— START EXTRACT TO READ —

To improve on current methods, this article introduces LexiCAL (lexical calculator), a standalone executable program that serves as a calculator for a wide range of lexical variables. LexiCAL provides options for users to calculate surface, orthographic, phonological, and phonographic metrics, using inbuilt algorithms. These algorithms were also used to compute the metrics in the AELP [5]. The range of metrics that LexiCAL can compute have been shown to be theoretically important predictors of both visual and spoken word recognition [5,19,20]. Importantly, LexiCAL offers users the flexibility of performing calculations for any user-specified input, with reference to any user-specified corpus and phonetic system. Since the algorithms in LexiCAL are generic, LexiCAL allows users to compute metrics for any letter string (both words and nonwords) in any language with an alphabetic script. With a simple and intuitive user interface, LexiCAL provides maximum functionality and useability. Fig 1 shows the main window of LexiCAL.

Fig 1

Main window of the application.

Downloading and compatibility

The program (LexiCAL.exe), along with the Python scripts used to compile the executable, can be downloaded as supplementary material with this article. To ensure continued availability of the program, the latest version of LexiCAL is also available at https://osf.io/ydh6e/ and https://inetapps.nus.edu.sg/aelp/other-resources. Each download will come with the license for LexiCAL, and several open-source components are also listed with the license information.

LexiCAL is available only for the 64-bit version of the Windows operating system, and is not compatible with the 32-bit version of Windows, nor the macOS or Linux operating systems. The program is a standalone executable (LexiCAL.exe) that does not require any installation to launch.

Overview of operations

LexiCAL computes and returns the output for each target word in the user-specified input (the input file), based on the user-specified corpus (the corpus file) and phonetic system.

— END EXTRACT TO READ —
— START INFORMATION PROVIDED —

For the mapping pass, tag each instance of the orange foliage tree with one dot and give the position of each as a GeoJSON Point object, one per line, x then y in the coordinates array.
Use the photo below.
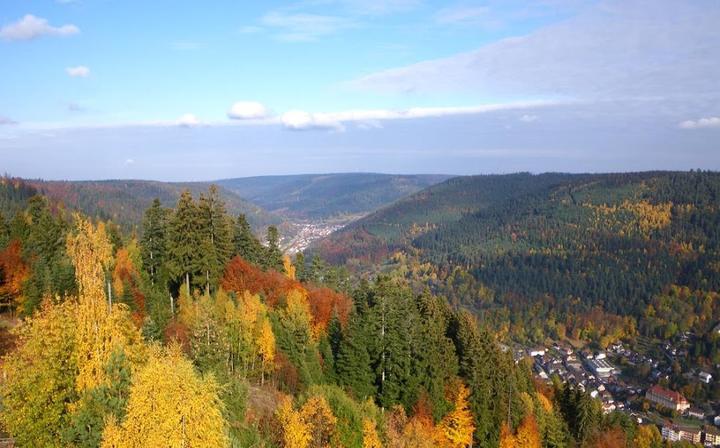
{"type": "Point", "coordinates": [13, 273]}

— END INFORMATION PROVIDED —

SET EXERCISE: Please resume the text about the LexiCAL program, writing on from its final sentence.

EXERCISE RESULT:
Input file

LexiCAL reads target words from a user-specified input file. Users should save target words in a single CSV UTF-8 (comma delimited) file on their machine, without any column headers, and direct LexiCAL to the input file by using the ‘Browse’ option. Orthographic forms (i.e., spelling) should be listed in the first column, and corresponding pronunciations, if applicable, should be listed in the second column. The preview window in LexiCAL will show a preview of the first 20 items in the input file once it has been selected. Fig 2 shows an example of the input file.

Fig 2

Example of a CSV UTF-8 (comma delimited) input file.

Orthographic forms are listed in the first column, and corresponding pronunciations (if applicable) are listed in the second column.

Corpus file

As with the input file, LexiCAL reads corpus data from a user-specified corpus file. Users should save corpus data in a single CSV UTF-8 (comma delimited) file on their machine, without any column headers, and direct LexiCAL to the corpus file by using the ‘Browse’ option. Orthographic forms should be listed in the first column, and corresponding pronunciations, if applicable, should be listed in the adjacent column. Word frequencies should be listed in the final column. The preview window in LexiCAL will show a preview of the first 20 items in the corpus file once it has been selected. Fig 3 shows an example of the corpus file.

Fig 3

Example of a CSV UTF-8 (comma delimited) corpus file.

Orthographic forms are listed in the first column, and corresponding pronunciations (if applicable) are listed in the adjacent column. Word frequencies are listed in the final column.

Phonetic system

LexiCAL recognizes pre-defined phonologies for English (US), English (UK), French, Spanish, Dutch, and German in two phonetic systems: International Phonetic Alphabet (IPA) and Speech Assessment Methods Phonetic Alphabet (SAMPA [21]). Additionally, for English (US), LexiCAL also recognizes Klattese symbols [10]. The IPA consists of a standardized series of phonetic symbols designed to represent all the sounds in the world’s languages, while SAMPA and Klattese are alternative computer-readable phonetic scripts using ASCII characters. Table 1 provides the list of phonetic symbols for each language that LexiCAL recognizes, for each phonetic system.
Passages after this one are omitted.